**WORK TO COMPLETE**
All lines from the opening of the entries below through the line containing "box: [531, 184, 631, 315]" must be output exactly as they appear, with no other lines.

**INFORMATION PROVIDED**
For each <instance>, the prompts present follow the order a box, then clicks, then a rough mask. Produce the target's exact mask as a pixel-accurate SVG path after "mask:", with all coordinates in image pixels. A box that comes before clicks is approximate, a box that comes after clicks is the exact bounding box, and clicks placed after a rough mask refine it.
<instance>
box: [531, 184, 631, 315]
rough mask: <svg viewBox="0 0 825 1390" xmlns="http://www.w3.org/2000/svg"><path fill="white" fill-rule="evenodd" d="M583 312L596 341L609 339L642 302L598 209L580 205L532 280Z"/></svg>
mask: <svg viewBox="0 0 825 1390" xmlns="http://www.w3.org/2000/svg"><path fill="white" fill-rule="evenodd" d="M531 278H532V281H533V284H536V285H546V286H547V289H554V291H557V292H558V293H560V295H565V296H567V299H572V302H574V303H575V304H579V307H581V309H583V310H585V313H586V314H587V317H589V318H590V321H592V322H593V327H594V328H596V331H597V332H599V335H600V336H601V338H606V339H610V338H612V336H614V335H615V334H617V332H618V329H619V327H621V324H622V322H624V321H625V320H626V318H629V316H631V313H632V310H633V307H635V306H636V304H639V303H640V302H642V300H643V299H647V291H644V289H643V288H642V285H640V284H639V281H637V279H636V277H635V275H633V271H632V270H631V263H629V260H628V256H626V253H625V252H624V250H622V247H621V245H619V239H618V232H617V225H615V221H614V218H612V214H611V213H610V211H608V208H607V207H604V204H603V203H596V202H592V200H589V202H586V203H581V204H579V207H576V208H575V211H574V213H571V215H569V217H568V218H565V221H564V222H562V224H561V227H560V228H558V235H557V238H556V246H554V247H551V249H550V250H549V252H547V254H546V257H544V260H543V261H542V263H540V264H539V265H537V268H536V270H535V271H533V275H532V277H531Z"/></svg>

**TASK SOLUTION**
For each <instance>, the prompts present follow the order a box, then clicks, then a rough mask. Produce the target's exact mask as a pixel-accurate SVG path after "mask:", with all coordinates in image pixels. A box that comes before clicks is approximate, a box that comes after clicks is the exact bounding box, and clicks placed after a rough mask refine it.
<instance>
box: [531, 184, 631, 315]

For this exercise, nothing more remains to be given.